→ **Records provided**

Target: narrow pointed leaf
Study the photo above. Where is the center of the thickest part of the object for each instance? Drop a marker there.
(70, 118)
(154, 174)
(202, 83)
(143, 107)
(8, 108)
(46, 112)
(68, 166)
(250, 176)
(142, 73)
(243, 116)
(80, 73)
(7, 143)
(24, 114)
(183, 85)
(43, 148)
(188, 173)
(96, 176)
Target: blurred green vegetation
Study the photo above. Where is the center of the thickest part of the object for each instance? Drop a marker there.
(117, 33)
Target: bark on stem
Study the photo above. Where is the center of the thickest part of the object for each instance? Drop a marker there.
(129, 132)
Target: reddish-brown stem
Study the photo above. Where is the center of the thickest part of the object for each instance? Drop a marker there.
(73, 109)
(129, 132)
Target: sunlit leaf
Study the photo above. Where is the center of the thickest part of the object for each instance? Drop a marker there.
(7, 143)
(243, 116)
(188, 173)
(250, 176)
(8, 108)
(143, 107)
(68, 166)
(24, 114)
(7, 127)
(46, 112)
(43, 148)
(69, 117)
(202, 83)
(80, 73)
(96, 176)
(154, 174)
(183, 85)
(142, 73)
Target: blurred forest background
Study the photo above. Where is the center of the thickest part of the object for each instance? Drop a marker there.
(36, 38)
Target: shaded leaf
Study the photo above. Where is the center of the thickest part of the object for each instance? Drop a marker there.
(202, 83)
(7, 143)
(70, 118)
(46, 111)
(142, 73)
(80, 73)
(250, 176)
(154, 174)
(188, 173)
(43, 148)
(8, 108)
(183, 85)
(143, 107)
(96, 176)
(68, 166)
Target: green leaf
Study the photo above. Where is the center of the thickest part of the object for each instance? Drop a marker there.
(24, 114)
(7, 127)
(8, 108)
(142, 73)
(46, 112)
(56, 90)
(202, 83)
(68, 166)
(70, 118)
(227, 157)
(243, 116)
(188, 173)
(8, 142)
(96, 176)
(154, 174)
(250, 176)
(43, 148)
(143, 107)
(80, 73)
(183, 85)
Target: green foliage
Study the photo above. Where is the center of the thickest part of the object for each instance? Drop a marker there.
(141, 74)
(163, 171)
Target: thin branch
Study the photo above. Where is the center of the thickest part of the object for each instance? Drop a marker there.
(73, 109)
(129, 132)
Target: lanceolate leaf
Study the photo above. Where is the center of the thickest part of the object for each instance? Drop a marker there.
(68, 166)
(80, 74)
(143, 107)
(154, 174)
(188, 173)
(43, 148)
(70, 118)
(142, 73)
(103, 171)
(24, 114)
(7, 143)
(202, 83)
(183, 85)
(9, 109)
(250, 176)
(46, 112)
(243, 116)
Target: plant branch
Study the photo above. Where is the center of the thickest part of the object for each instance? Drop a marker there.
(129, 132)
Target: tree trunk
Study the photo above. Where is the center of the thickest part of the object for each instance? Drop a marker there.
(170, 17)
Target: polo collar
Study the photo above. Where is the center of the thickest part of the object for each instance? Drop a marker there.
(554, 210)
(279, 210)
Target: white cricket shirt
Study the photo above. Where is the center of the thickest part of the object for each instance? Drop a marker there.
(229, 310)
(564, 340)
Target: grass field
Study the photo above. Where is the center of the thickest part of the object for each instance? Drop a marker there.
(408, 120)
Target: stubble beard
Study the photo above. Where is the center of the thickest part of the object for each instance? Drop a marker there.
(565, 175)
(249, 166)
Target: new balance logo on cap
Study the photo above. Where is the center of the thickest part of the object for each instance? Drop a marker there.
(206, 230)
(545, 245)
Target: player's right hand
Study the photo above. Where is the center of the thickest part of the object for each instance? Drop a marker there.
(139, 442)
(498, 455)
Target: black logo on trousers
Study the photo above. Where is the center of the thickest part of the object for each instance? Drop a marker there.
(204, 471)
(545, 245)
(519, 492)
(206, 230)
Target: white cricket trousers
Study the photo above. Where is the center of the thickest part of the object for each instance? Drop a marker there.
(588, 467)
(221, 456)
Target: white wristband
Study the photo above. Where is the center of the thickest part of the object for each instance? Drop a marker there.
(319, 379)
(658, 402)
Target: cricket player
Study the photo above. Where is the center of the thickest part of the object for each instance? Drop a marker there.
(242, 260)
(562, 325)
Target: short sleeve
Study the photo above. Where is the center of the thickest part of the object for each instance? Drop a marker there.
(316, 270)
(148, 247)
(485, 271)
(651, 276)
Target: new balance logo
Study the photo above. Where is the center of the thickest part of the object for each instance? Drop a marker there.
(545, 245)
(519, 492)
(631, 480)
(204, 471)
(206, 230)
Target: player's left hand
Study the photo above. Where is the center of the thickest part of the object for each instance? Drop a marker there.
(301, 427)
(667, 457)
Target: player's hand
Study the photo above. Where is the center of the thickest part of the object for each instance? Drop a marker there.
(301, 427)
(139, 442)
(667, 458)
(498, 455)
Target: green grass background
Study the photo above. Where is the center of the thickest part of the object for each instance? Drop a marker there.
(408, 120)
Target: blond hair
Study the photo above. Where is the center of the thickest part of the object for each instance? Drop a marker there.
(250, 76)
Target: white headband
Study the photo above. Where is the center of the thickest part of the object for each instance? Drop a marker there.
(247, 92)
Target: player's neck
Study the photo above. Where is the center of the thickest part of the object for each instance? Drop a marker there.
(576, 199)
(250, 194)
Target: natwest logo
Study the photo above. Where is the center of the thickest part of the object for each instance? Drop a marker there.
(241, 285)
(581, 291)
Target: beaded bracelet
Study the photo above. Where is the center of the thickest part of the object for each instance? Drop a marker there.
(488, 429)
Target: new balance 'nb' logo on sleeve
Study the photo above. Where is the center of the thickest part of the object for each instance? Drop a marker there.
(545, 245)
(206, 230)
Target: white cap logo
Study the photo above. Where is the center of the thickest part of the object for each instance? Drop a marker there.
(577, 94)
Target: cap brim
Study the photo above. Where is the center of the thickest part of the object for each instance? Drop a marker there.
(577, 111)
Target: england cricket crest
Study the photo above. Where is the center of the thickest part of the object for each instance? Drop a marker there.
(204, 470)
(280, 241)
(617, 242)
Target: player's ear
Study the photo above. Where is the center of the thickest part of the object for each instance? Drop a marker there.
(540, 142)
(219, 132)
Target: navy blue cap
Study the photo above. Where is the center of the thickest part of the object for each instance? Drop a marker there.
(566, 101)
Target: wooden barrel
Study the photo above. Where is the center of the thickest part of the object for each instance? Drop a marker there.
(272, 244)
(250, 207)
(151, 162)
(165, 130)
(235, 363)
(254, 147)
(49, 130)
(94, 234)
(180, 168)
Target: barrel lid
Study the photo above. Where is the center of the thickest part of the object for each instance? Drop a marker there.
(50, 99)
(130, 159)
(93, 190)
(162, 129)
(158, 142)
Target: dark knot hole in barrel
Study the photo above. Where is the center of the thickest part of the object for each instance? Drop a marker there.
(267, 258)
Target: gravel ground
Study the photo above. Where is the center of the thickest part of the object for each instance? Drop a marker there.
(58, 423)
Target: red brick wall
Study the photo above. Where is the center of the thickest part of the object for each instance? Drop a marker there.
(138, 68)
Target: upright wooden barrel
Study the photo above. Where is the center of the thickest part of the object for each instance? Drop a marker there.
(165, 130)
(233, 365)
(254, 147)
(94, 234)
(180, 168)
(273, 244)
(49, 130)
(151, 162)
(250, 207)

==

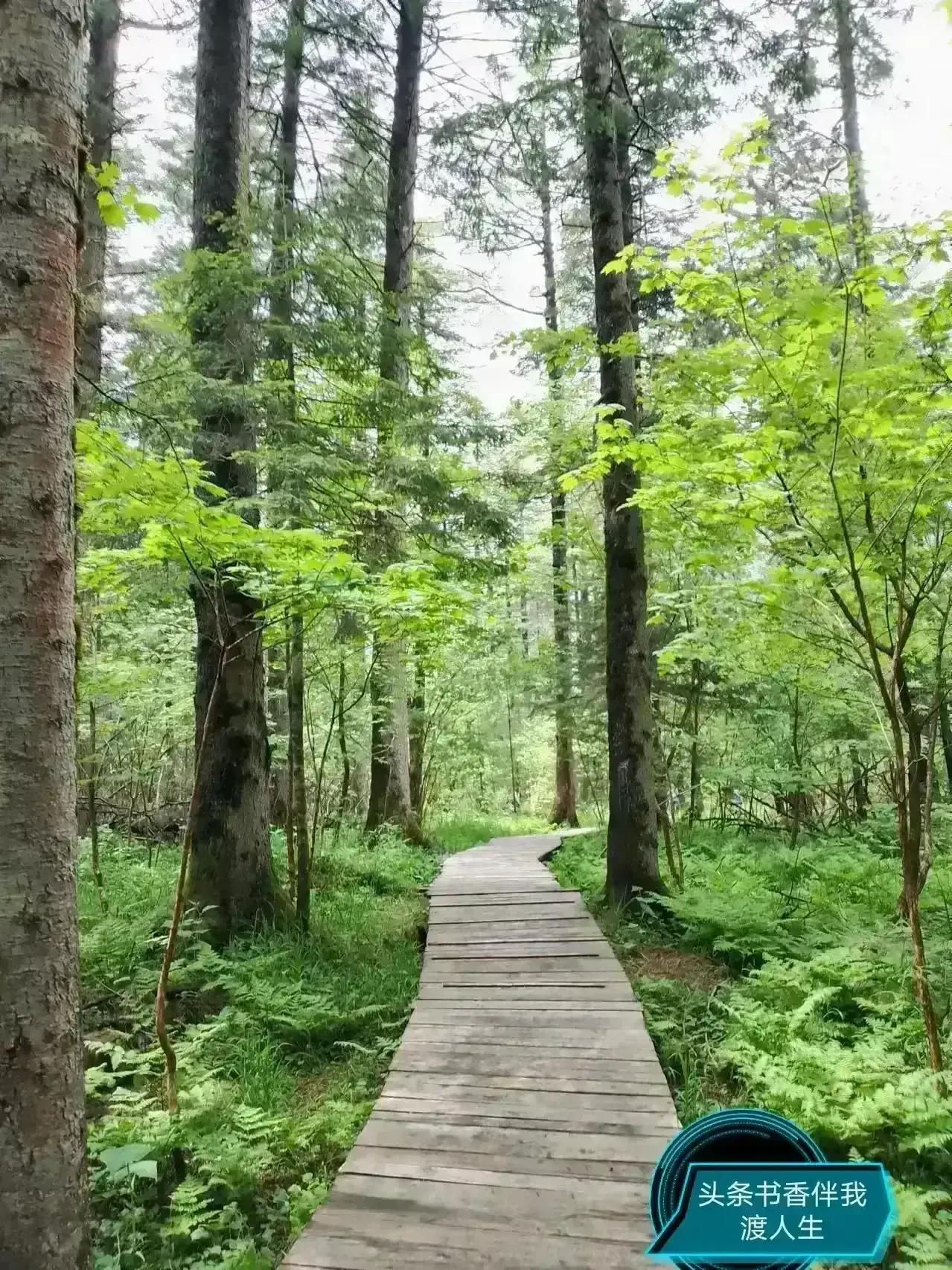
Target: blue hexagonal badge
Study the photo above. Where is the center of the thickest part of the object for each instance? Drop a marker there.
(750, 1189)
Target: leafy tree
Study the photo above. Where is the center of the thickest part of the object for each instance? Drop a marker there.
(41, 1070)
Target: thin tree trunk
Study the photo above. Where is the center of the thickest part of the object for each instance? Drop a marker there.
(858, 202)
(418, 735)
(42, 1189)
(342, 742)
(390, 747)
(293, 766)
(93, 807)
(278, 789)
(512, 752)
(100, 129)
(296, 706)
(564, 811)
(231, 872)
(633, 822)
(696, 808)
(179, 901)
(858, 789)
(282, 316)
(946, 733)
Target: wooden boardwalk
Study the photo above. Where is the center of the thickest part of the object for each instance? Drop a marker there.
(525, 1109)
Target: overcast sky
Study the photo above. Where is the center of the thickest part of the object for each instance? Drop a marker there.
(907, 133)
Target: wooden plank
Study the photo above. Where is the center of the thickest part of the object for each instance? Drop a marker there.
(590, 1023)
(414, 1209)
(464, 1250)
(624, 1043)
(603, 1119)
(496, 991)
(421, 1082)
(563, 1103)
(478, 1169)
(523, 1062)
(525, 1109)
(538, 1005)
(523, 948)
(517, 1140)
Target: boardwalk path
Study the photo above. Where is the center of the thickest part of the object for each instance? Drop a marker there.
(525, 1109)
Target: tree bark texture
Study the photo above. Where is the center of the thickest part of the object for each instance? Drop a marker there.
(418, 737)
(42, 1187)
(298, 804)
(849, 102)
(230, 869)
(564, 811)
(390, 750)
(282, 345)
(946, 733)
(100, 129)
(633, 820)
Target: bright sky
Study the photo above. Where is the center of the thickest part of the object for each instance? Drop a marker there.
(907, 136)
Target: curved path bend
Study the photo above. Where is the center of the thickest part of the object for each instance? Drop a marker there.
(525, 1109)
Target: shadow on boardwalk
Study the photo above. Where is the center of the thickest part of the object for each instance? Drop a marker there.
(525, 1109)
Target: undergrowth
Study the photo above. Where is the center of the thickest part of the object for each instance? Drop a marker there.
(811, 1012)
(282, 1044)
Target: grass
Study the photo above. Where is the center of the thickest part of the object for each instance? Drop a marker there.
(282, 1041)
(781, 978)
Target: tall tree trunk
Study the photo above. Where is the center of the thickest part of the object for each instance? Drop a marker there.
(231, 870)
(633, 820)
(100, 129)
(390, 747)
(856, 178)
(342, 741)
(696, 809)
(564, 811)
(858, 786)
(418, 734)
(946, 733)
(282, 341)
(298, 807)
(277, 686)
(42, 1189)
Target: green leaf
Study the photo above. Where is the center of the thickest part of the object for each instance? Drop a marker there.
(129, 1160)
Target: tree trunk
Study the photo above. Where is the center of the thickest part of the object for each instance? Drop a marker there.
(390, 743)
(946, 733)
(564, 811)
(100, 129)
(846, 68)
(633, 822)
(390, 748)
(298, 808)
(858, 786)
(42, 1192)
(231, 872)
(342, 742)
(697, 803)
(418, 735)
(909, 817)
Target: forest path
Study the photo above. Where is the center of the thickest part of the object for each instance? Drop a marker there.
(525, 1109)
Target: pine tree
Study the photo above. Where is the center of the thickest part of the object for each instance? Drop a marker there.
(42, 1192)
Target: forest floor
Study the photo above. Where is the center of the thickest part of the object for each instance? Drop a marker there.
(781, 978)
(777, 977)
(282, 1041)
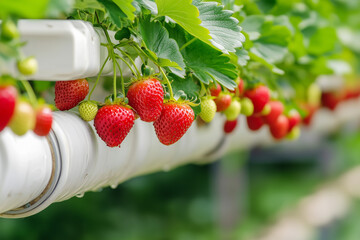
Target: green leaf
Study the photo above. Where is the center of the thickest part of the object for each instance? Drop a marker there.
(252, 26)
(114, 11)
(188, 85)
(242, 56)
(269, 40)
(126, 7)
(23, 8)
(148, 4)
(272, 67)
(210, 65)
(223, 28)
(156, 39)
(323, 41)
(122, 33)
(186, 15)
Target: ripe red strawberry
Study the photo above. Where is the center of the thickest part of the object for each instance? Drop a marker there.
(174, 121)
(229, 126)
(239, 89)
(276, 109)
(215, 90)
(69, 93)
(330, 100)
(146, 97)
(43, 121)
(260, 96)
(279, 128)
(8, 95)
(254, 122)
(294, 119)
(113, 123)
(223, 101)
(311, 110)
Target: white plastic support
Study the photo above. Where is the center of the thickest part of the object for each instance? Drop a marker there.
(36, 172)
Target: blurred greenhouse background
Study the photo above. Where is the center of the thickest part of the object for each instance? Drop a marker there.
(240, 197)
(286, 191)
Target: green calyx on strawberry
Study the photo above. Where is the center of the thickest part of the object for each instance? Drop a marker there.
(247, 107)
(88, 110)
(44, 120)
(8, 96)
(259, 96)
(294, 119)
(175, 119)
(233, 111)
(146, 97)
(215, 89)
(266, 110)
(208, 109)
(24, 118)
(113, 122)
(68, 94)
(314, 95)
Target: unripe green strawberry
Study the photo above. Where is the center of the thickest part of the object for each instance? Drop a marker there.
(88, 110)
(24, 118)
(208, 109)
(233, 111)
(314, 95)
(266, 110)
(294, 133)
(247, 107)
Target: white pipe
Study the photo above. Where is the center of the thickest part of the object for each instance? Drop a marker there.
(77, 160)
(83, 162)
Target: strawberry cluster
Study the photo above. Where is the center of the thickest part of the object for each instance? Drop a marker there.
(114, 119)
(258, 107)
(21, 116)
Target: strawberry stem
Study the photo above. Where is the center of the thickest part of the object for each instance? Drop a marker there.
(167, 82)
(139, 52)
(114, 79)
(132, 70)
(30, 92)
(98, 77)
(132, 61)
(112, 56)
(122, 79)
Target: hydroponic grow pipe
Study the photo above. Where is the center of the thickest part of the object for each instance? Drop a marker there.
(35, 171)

→ **Exercise requirements**
Copy out the entries from the line containing "Target: wooden boardwalk" through the line containing "(517, 1140)", both included, exactly as they appear.

→ **Written answer**
Target: wooden boardwalk
Study the photo above. Where is the center of the thickest part of the object for each instance? Drop a marker there.
(525, 1109)
Target: overcast sky
Study the photo above. Where is the center of the thickest part of the object for each instance? Drop a marker there.
(907, 133)
Target: wooden plank
Study the photo above. Where is the center of the thickest part of the object for each instance? Drop a marker there.
(590, 1023)
(414, 1209)
(464, 1250)
(624, 1043)
(603, 1119)
(496, 991)
(421, 1082)
(563, 1103)
(478, 1169)
(523, 1062)
(525, 1109)
(538, 1005)
(523, 948)
(517, 1140)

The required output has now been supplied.